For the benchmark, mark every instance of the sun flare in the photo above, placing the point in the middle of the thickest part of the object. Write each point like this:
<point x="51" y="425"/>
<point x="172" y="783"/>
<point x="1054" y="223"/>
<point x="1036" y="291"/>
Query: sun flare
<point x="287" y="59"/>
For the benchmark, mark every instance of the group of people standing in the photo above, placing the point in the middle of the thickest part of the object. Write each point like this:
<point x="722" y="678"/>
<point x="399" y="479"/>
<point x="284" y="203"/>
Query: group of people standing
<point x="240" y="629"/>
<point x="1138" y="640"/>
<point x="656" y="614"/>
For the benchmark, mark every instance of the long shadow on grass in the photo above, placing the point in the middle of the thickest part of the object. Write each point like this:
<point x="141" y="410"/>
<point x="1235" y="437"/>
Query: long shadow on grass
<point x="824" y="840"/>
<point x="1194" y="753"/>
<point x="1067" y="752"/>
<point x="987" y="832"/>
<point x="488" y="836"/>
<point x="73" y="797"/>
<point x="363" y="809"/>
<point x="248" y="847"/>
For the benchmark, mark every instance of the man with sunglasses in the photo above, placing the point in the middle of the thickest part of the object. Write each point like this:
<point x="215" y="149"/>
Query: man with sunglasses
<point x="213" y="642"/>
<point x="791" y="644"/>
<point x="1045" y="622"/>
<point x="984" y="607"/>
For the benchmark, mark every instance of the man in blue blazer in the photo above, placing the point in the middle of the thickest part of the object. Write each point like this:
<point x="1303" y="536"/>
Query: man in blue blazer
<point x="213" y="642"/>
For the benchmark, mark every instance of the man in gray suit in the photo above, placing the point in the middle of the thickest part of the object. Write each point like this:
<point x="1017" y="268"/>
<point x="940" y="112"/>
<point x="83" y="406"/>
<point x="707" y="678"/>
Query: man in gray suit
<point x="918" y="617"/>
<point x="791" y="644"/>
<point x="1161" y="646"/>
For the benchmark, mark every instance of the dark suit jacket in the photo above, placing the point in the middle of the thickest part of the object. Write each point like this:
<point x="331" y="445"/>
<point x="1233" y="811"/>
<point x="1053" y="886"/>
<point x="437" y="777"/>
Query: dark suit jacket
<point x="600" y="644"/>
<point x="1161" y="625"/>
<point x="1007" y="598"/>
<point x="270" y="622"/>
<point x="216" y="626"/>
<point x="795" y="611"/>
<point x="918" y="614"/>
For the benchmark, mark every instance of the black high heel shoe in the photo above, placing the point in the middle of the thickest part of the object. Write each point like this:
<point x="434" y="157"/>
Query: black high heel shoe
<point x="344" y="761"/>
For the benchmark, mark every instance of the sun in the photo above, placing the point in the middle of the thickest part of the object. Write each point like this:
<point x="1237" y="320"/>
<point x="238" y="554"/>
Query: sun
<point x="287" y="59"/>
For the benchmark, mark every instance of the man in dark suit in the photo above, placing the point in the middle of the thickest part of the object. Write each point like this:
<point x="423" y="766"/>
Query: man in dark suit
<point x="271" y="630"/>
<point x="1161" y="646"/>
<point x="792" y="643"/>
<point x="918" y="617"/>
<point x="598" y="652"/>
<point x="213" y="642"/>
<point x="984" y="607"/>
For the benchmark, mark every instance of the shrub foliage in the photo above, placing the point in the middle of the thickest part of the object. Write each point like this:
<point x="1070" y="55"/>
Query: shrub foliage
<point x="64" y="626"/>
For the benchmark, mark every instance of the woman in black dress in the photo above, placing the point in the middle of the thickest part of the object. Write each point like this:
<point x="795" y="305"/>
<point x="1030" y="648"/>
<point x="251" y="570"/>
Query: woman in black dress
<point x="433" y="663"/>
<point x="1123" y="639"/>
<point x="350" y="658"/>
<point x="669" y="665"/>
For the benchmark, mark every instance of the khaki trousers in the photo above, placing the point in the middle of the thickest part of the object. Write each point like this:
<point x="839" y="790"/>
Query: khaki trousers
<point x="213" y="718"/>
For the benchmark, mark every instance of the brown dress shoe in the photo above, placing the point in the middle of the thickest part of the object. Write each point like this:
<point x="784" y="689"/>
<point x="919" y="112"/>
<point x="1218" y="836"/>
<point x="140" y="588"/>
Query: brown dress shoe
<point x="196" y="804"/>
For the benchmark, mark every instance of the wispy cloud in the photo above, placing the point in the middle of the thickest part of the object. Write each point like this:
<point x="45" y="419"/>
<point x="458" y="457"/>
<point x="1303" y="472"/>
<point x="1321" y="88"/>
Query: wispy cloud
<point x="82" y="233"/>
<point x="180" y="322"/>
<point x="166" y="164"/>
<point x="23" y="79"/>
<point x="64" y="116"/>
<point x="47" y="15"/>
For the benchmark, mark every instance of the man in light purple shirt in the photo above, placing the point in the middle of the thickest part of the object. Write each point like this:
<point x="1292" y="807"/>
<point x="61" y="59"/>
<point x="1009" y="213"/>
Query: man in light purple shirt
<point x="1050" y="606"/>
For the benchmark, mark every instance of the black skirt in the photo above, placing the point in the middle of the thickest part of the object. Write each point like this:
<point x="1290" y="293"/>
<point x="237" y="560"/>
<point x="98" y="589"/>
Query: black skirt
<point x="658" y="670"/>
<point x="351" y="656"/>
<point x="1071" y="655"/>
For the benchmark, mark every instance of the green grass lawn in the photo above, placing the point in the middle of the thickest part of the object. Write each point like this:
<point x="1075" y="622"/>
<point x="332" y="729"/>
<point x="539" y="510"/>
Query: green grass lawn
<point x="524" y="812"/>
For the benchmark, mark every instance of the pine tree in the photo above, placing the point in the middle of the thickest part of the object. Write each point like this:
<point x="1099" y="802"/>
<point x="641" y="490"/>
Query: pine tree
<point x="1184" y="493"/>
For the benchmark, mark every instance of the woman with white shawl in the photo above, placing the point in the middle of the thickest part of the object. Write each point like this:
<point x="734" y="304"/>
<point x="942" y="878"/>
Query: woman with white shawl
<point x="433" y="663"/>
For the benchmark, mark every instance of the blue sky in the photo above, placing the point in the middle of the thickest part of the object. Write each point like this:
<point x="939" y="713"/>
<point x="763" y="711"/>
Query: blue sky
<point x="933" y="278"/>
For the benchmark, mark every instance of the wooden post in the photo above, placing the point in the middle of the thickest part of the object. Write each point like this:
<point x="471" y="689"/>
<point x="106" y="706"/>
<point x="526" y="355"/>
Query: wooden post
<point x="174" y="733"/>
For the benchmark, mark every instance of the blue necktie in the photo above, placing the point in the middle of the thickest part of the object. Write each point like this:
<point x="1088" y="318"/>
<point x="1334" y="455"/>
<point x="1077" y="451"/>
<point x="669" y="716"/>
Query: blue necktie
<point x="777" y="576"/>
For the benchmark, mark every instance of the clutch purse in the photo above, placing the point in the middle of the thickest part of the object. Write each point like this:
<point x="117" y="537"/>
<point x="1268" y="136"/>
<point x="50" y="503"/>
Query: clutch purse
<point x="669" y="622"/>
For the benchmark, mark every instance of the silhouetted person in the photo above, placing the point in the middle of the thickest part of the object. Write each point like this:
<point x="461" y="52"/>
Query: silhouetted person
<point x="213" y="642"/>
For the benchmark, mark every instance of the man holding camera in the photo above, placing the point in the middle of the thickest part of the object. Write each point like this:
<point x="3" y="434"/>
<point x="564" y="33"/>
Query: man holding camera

# Opdracht
Kun je in de hele lijst hierboven "thickest part" hernoemen tot "widest part" en alle regels verder ongewijzigd teruggeven?

# Resultaat
For the benchmark, mark every instance of the sun flare in the photo above, placing the point in the middle of the widest part of the object. Write each point like this:
<point x="51" y="425"/>
<point x="172" y="783"/>
<point x="1054" y="223"/>
<point x="1036" y="291"/>
Query: sun flare
<point x="287" y="59"/>
For the benchmark, mark every instance of the group of people standing in the photo above, placing the point in the middle of the widest part of the object. Write each point like this:
<point x="722" y="678"/>
<point x="399" y="479"/>
<point x="284" y="203"/>
Query: group of people standing
<point x="240" y="629"/>
<point x="1138" y="640"/>
<point x="656" y="614"/>
For the benchmark, mark every instance of the long shadow on grass in the photo above, placing the point in the middle of the widest part of the object. Write each point like this:
<point x="141" y="410"/>
<point x="1235" y="437"/>
Query: long shadow on grass
<point x="824" y="840"/>
<point x="1194" y="753"/>
<point x="1067" y="752"/>
<point x="987" y="832"/>
<point x="488" y="836"/>
<point x="73" y="797"/>
<point x="363" y="809"/>
<point x="248" y="847"/>
For the benchmark, mark every instance of the man with sunglasses in the photo above, placing the point in the middle of the widest part of the object. Write each point like this:
<point x="215" y="149"/>
Query: man with sunglasses
<point x="213" y="642"/>
<point x="791" y="644"/>
<point x="1045" y="622"/>
<point x="984" y="607"/>
For the benchmark, mark every instance of the man in blue blazer in the photo above, placing the point in the middle of the widest part of the object. Write each point like this:
<point x="1303" y="536"/>
Query: man in blue blazer
<point x="213" y="642"/>
For the benchmark, mark every instance of the man in gray suit in the photo above, placing the point in the middle of the widest part of the object. Write each point like this:
<point x="1017" y="268"/>
<point x="940" y="112"/>
<point x="83" y="406"/>
<point x="707" y="678"/>
Query: man in gray suit
<point x="918" y="617"/>
<point x="791" y="644"/>
<point x="1161" y="646"/>
For the benchmark, mark every instance of the dark suit jacket in the photo above, placing the point in the middle of the widest part of the object. Write each point like this:
<point x="331" y="445"/>
<point x="1233" y="811"/>
<point x="1053" y="886"/>
<point x="437" y="777"/>
Query: dark suit jacket
<point x="600" y="644"/>
<point x="1161" y="625"/>
<point x="1007" y="598"/>
<point x="270" y="622"/>
<point x="216" y="626"/>
<point x="795" y="611"/>
<point x="918" y="614"/>
For the benchmark, mark every instance of the black high heel shoe in the photo above, placing the point in the middle of the widest part of the object. Write each point like this:
<point x="434" y="157"/>
Query: black high heel shoe
<point x="344" y="761"/>
For the benchmark, mark every instance of the sun in the photo above, placing the point in the middle of the widest part of the object. Write each point like this:
<point x="1237" y="320"/>
<point x="238" y="554"/>
Query: sun
<point x="287" y="59"/>
For the benchmark, mark every instance of the man in dark suit in the photo above, placing the point in the middle of the widest part of the object. Write each point like this:
<point x="423" y="766"/>
Query: man in dark suit
<point x="271" y="630"/>
<point x="1161" y="646"/>
<point x="792" y="643"/>
<point x="918" y="617"/>
<point x="598" y="652"/>
<point x="213" y="642"/>
<point x="984" y="607"/>
For the benchmark, mark every instance of the shrub foliage in the photo above, placing the point in the middle of the widest part of the object. Write each point like this:
<point x="1070" y="55"/>
Query: shrub foliage
<point x="64" y="626"/>
For the benchmark, mark every instance of the woman in black dress in the photo above, placing the point in the middle of the widest part of the object. Write each point like this:
<point x="795" y="305"/>
<point x="1030" y="648"/>
<point x="251" y="570"/>
Query: woman in black dress
<point x="433" y="663"/>
<point x="1123" y="639"/>
<point x="350" y="658"/>
<point x="669" y="665"/>
For the benchmark, mark every instance of the khaki trousers in the photo above, placing the point in the middle of the widest part of the object. Write each point like this:
<point x="839" y="790"/>
Query: khaki trousers
<point x="213" y="718"/>
For the benchmark, mark every instance of the brown dress shoe in the photo above, placing the point in the middle of the widest part of the object. Write each point like this:
<point x="784" y="689"/>
<point x="919" y="112"/>
<point x="1218" y="836"/>
<point x="140" y="588"/>
Query: brown dress shoe
<point x="196" y="804"/>
For the benchmark, mark every instance of the wispy cloud in the photo above, placing the point in the middle of the widest part of the object. Write each point like this:
<point x="45" y="419"/>
<point x="458" y="457"/>
<point x="1303" y="472"/>
<point x="1321" y="88"/>
Query: wispy cloud
<point x="82" y="233"/>
<point x="180" y="322"/>
<point x="166" y="164"/>
<point x="23" y="79"/>
<point x="64" y="116"/>
<point x="47" y="15"/>
For the benchmark, mark every instance of the man in light purple shirt in the photo above, placing the point in the middle of the widest part of the object. Write each point like this:
<point x="1292" y="807"/>
<point x="61" y="59"/>
<point x="1009" y="213"/>
Query: man in light purple shirt
<point x="1050" y="606"/>
For the benchmark, mark every instance of the black skirt in the photo above, placing the point in the middle of the widest part of the object. Write each point like this:
<point x="1290" y="293"/>
<point x="237" y="560"/>
<point x="98" y="589"/>
Query: black skirt
<point x="658" y="670"/>
<point x="351" y="656"/>
<point x="1071" y="655"/>
For the benchmark, mark every instance of the green grass lawn in the photo above, placing the point in the middle of the widest part of the object. Write each point like this:
<point x="1075" y="622"/>
<point x="332" y="729"/>
<point x="539" y="510"/>
Query: green grass lawn
<point x="524" y="812"/>
For the benchmark, mark every instance of the pine tree in the photo above, placing the point in the middle of the widest part of the object. Write each point like this:
<point x="1099" y="802"/>
<point x="641" y="490"/>
Query: pine tree
<point x="1184" y="493"/>
For the benchmark, mark every instance of the woman with white shawl in the photo above, placing the point in the middle of the widest part of the object. Write each point like this:
<point x="734" y="304"/>
<point x="942" y="878"/>
Query: woman with white shawl
<point x="433" y="663"/>
For the benchmark, mark every instance of the blue sky in the photo above, placing the point in the middle of the widest part of the object. Write each point like this:
<point x="939" y="713"/>
<point x="763" y="711"/>
Query: blue sky
<point x="933" y="278"/>
For the benchmark, mark every instance of the wooden post in the photo above, placing the point in the middle of the widest part of the object. Write each point like this:
<point x="471" y="689"/>
<point x="106" y="706"/>
<point x="526" y="355"/>
Query: wooden post
<point x="174" y="733"/>
For the benchmark, mark every instance of the blue necktie in the photo above, placing the point in the middle of the widest part of the object. Write each point like this:
<point x="1088" y="318"/>
<point x="1334" y="455"/>
<point x="1077" y="451"/>
<point x="669" y="716"/>
Query: blue necktie
<point x="777" y="576"/>
For the benchmark, mark every instance of the clutch purse in the photo above, placing the point in the middle of the widest part of the object. Write each point like this:
<point x="117" y="537"/>
<point x="1268" y="136"/>
<point x="50" y="503"/>
Query: clutch purse
<point x="669" y="622"/>
For the benchmark, mark every instance of the silhouetted person in the photo above, placing the point in the middle of the widest part of the object. Write each point like this:
<point x="461" y="52"/>
Query: silhouetted person
<point x="213" y="642"/>
For the benchmark, mark every instance of the man holding camera in the photo above, placing the point in the middle of the widest part of the object. Write each point like this:
<point x="3" y="434"/>
<point x="564" y="33"/>
Query: man holding camera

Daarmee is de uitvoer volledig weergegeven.